---- Supplied data

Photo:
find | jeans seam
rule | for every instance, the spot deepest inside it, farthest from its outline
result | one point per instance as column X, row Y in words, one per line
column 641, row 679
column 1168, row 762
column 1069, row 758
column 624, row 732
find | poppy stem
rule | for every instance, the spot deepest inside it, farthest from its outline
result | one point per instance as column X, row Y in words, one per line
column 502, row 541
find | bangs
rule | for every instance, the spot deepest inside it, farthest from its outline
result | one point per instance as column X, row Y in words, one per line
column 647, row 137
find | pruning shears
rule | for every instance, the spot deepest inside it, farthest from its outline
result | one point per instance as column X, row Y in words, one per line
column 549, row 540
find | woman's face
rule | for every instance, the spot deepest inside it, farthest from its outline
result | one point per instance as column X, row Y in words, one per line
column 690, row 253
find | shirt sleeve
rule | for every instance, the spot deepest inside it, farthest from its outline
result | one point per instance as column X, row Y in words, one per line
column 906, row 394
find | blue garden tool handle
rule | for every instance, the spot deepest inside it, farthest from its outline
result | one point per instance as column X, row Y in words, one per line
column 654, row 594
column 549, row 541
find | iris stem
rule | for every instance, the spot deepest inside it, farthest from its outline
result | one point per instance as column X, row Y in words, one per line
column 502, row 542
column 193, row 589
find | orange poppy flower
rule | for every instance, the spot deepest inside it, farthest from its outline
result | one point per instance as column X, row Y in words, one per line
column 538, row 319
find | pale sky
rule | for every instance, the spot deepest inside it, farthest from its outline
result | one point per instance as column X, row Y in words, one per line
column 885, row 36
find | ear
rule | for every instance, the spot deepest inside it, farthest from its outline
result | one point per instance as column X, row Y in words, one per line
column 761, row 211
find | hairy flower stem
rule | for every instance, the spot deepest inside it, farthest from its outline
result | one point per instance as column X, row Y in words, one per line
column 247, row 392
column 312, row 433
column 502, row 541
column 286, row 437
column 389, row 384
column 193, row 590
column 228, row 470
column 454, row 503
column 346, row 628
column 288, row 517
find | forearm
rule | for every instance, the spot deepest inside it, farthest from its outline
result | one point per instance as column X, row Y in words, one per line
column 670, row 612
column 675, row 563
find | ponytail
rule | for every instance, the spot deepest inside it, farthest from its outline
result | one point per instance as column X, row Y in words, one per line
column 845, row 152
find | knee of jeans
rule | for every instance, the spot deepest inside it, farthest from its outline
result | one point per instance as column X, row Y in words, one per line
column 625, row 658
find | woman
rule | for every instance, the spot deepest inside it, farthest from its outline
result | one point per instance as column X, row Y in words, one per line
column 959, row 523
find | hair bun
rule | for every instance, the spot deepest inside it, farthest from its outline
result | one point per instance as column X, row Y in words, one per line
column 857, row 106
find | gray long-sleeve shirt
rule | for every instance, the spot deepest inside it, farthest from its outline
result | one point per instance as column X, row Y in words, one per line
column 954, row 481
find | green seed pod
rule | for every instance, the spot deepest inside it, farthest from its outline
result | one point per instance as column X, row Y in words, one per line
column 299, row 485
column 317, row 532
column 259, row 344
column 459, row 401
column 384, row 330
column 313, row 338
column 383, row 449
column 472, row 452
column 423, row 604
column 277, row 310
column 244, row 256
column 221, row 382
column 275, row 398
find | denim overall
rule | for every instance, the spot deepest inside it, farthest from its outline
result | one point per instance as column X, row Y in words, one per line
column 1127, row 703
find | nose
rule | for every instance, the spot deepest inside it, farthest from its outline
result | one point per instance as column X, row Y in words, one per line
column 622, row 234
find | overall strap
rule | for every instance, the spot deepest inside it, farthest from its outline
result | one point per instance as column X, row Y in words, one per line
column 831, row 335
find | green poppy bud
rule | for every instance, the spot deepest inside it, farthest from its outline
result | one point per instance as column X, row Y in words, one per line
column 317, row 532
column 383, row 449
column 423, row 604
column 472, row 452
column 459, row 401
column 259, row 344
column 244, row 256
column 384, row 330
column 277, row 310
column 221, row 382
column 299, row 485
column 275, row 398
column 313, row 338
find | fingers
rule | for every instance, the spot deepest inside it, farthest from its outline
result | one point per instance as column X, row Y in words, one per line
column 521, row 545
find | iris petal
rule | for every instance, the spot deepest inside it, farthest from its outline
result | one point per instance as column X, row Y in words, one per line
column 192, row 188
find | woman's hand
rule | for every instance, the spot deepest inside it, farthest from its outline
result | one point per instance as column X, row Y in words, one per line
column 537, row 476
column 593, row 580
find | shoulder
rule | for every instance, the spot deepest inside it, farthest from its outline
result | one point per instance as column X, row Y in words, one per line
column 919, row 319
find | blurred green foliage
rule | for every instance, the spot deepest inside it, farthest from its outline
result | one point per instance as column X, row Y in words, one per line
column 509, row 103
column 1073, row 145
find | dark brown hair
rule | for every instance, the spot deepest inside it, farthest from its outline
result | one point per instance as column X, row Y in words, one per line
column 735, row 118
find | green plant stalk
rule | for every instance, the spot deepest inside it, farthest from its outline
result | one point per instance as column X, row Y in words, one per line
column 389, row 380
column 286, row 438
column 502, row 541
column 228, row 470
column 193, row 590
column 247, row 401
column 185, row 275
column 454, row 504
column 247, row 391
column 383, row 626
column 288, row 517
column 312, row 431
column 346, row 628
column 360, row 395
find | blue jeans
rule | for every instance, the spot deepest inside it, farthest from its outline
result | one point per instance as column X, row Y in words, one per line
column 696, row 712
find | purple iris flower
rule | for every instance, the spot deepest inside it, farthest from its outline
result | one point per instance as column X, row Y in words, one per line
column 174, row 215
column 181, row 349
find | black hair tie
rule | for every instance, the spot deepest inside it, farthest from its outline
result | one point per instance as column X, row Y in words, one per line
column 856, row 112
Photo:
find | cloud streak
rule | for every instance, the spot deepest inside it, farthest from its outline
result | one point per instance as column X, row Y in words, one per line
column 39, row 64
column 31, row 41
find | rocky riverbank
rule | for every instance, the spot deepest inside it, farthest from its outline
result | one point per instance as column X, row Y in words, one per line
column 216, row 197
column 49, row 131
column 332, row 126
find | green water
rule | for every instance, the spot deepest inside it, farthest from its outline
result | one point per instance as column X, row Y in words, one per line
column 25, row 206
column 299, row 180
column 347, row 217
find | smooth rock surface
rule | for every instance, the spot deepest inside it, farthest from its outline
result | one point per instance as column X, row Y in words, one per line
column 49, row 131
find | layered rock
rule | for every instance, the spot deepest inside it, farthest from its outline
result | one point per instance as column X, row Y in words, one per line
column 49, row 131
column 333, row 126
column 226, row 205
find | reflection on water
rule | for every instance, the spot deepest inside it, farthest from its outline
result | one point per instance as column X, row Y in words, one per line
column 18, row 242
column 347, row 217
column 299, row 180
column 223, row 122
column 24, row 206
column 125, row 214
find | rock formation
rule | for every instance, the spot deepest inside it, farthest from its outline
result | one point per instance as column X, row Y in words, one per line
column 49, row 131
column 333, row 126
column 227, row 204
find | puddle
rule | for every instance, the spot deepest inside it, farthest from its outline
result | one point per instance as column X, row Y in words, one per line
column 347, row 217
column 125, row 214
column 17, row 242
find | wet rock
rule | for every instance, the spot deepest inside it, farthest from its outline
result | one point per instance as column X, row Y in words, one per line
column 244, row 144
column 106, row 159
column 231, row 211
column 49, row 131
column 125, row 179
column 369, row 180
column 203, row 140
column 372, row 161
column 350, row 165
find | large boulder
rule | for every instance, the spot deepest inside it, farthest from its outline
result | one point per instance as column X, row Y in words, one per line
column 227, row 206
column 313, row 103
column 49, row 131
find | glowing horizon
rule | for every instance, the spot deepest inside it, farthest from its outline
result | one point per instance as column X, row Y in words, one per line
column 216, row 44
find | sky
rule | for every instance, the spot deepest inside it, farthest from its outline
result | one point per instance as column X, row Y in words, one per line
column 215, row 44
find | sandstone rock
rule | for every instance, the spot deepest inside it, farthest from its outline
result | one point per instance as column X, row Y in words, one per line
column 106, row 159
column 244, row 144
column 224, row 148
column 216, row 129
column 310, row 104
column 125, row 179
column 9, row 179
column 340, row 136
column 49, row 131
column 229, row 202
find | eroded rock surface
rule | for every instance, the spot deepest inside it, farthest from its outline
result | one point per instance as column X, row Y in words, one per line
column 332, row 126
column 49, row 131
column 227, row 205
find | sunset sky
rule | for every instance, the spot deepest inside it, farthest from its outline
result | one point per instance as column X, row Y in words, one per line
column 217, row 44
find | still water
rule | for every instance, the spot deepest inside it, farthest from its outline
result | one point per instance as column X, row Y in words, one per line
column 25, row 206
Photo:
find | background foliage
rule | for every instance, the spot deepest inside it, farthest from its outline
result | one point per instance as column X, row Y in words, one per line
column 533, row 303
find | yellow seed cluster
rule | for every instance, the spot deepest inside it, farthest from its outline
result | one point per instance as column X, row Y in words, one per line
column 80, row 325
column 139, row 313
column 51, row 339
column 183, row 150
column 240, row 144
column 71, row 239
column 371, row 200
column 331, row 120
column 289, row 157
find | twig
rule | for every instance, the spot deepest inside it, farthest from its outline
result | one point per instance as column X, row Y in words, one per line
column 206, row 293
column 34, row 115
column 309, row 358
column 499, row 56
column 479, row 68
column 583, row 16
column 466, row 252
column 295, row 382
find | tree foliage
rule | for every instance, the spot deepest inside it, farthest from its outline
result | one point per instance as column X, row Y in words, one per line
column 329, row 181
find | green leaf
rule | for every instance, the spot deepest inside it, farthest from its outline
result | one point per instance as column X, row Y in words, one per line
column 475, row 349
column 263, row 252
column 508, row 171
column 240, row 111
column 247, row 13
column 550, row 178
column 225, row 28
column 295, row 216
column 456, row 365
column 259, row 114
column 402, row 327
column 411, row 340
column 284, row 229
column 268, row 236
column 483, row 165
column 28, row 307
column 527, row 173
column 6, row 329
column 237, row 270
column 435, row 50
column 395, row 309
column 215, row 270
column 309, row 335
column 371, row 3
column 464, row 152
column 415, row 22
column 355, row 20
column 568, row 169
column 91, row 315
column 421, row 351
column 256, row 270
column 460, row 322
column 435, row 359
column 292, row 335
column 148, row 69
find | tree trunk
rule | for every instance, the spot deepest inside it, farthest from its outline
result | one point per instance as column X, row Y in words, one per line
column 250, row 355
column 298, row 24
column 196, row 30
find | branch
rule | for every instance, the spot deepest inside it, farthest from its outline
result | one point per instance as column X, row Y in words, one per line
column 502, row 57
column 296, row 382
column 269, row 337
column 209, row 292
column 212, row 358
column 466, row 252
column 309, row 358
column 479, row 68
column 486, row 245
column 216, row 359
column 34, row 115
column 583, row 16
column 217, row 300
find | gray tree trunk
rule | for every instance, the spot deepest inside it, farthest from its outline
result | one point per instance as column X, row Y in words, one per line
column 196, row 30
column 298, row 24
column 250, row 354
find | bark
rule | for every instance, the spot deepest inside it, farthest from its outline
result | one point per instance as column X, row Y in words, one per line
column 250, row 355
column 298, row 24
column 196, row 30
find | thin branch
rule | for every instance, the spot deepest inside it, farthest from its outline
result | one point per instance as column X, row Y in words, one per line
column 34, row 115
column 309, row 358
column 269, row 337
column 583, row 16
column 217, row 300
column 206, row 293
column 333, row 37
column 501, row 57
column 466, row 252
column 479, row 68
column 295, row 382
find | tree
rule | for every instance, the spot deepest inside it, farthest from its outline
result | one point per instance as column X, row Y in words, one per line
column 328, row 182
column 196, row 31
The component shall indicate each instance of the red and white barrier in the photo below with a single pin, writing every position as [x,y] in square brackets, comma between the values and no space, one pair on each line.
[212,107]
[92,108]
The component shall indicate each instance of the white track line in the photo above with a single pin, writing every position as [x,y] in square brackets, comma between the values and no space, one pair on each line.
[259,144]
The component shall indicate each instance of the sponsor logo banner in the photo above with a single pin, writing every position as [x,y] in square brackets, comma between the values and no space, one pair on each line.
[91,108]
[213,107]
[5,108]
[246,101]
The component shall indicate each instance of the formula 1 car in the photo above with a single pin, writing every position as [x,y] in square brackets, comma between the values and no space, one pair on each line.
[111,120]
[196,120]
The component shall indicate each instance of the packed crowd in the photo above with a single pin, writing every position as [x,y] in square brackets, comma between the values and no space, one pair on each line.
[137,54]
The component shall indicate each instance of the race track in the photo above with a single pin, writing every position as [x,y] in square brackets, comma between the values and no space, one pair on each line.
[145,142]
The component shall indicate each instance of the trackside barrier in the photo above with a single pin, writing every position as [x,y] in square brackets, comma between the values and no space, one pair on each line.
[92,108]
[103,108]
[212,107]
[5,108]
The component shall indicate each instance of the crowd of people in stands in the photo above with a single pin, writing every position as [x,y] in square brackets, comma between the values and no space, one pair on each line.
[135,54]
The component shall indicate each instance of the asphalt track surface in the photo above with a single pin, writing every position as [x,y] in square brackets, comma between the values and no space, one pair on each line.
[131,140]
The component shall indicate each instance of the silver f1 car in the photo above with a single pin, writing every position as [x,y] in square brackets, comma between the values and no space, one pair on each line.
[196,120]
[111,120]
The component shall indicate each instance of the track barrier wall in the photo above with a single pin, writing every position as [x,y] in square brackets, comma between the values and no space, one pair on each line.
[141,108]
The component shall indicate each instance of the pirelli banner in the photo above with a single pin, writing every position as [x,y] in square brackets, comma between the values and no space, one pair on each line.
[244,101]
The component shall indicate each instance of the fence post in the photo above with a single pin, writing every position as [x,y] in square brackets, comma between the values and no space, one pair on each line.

--------

→ Request
Exactly and only the lines from the line containing "The component shall indicate each instance of the crowd" through the last line of the entries should be copied, both ends included.

→ Completed task
The component shall indicate each instance of the crowd of people in stands in the photo above with a single pin, writing every position as [x,y] in square brackets, comma between the values and no space, one pair on each line.
[135,54]
The component shall indicate each instance of the asphalt track surface in the photo above with a single pin, writing every position as [x,y] in square brackets, comma between the values and no space, one pair on each line.
[131,140]
The component shall indicate each instance of the silver f1 car in the photo above with a single pin, writing every position as [x,y] in square brackets, comma between the values and no space, one pair on each line.
[196,120]
[111,120]
The component shall indicate each instance of the track barrier wall in the photo above with a single pin, writing every position as [x,y] in square brackets, comma between the values and no space, one pair on each line.
[141,108]
The component shall indicate each instance of the pirelli banner in the photo above with a single pin, writing every position as [x,y] in square brackets, comma between the values and no space, one pair on each line.
[244,101]
The component shall indicate each instance of the fence post in the photo above with a single pin, writing every position as [x,y] in square brackets, comma between the values and no space, one pair on each line.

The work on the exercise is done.